### Aufgabe
Wie hoch ist der Feldberg laut dem Textauszug?

### Textauszug
****

Deutschland, Schwarzwald. Die Haslach muendet hinter dem Rechenfelsen in die Wutachschlucht.
Schwarzwälder Wildnis: Am Rechenfelsen zwängt sich die Haslach zwischen überwucherten Klippen hindurch, vereinigt sich mitder Gutach zur Wutach und strömt weiter durch ein betörend schönes Engtal – die Wutachschlucht
© Berthold Steinhilber/laif
Radfahren im Schwarzwald? Sicher, da geht es rauf und runter. Doch der Südschwarzwald-Radweg führt durch herrliche Landschaften, streift Aussichtsgipfel und Rheinterrassen. Unser Autor entdeckt vom Sattel aus das Land seiner Kindheit noch einmal neu

Hinterzarten liegt zehn Kilometer Luftlinie vom Feldberg, der mit 1493 Metern höchsten Erhebung des Schwarzwalds. Der Titisee, der Schluchsee und andere Klassiker sind nicht weit. Aber die Luftlinie spielt im Schwarzwald nur eine Rolle, wenn man ein Kuckuck oder ein anderer Vogel ist.

****

### Bereitgestellte Daten
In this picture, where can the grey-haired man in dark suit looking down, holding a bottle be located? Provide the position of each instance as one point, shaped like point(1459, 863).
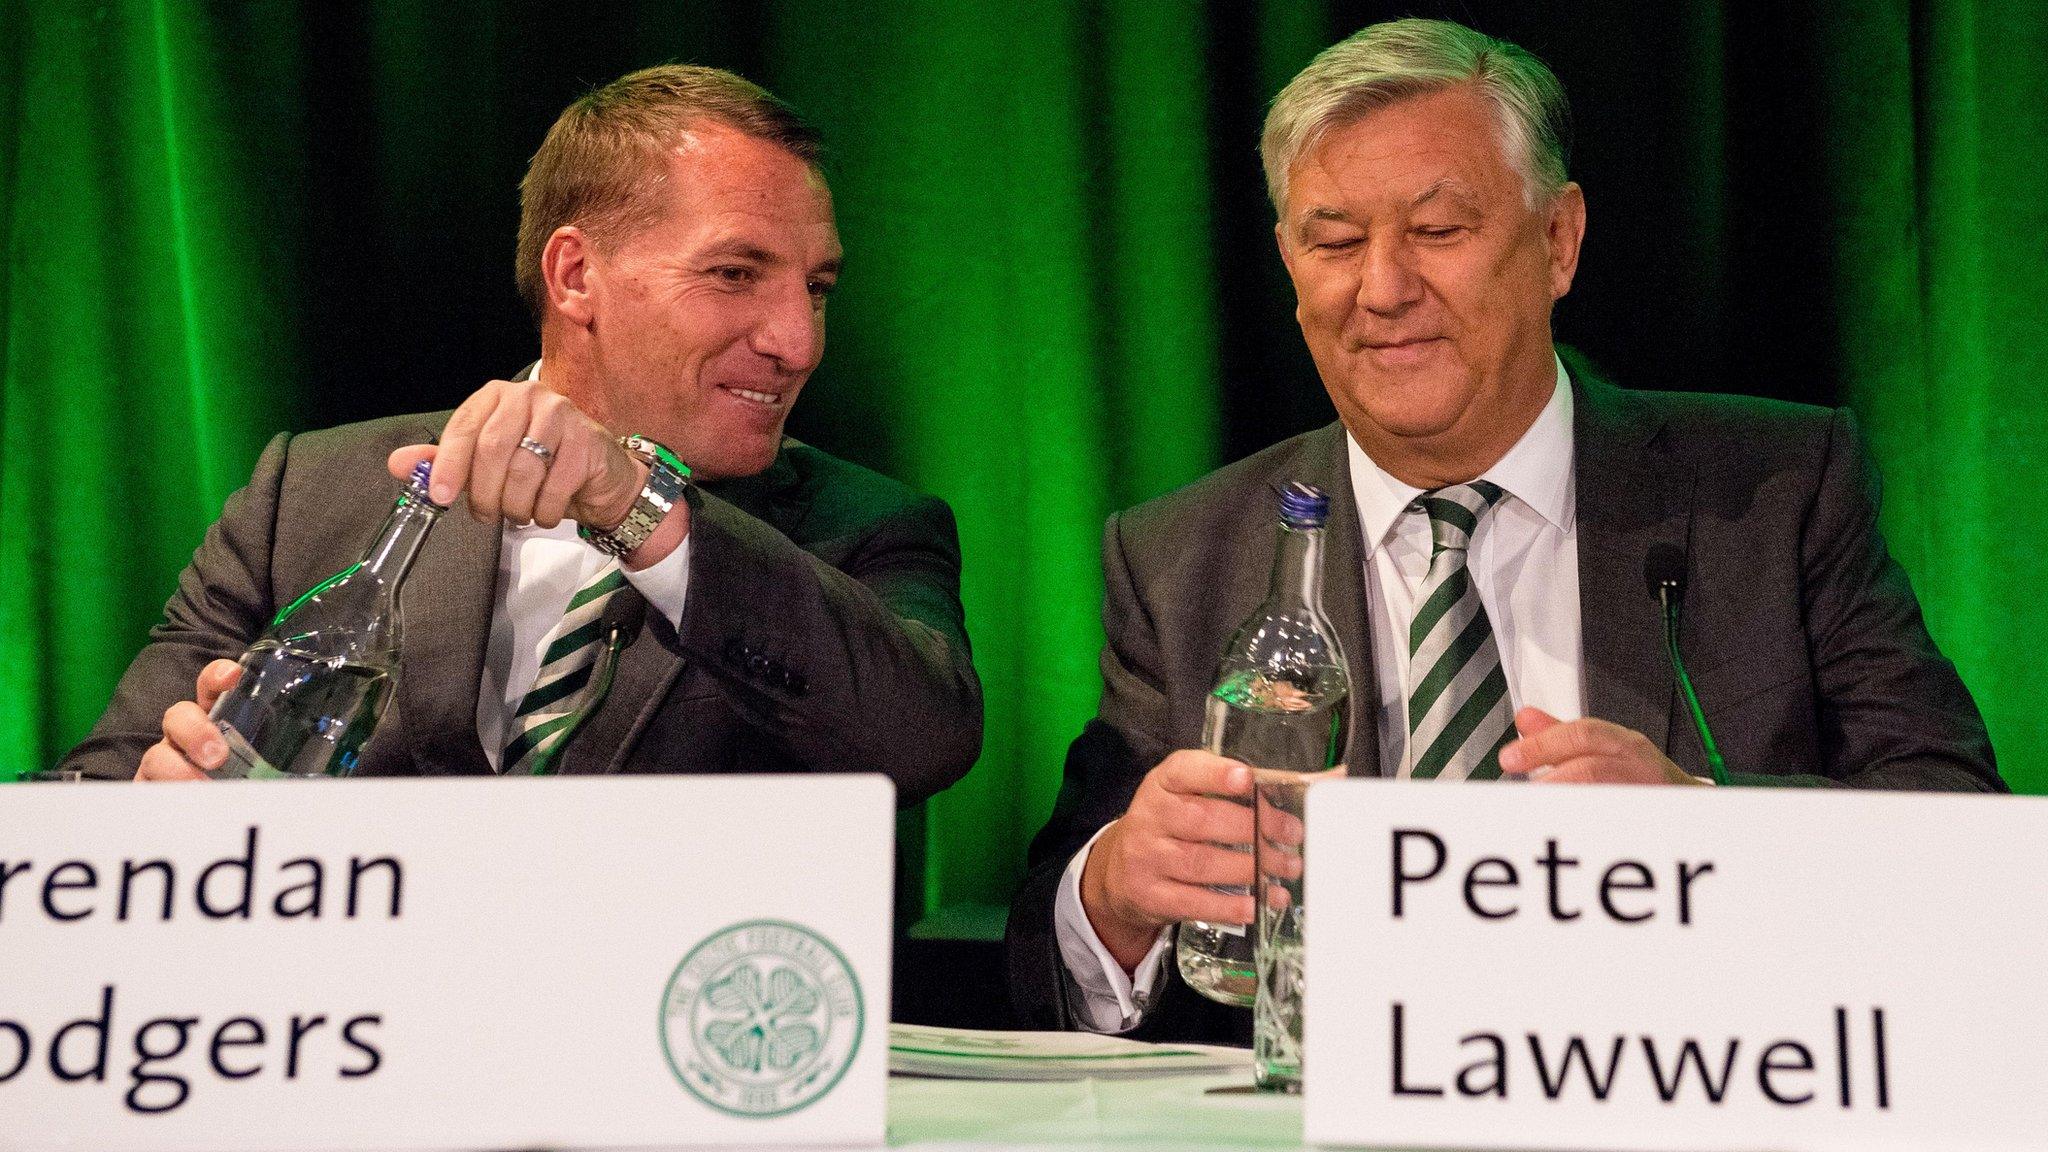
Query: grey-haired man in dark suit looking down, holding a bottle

****

### Antwort
1493 Meter.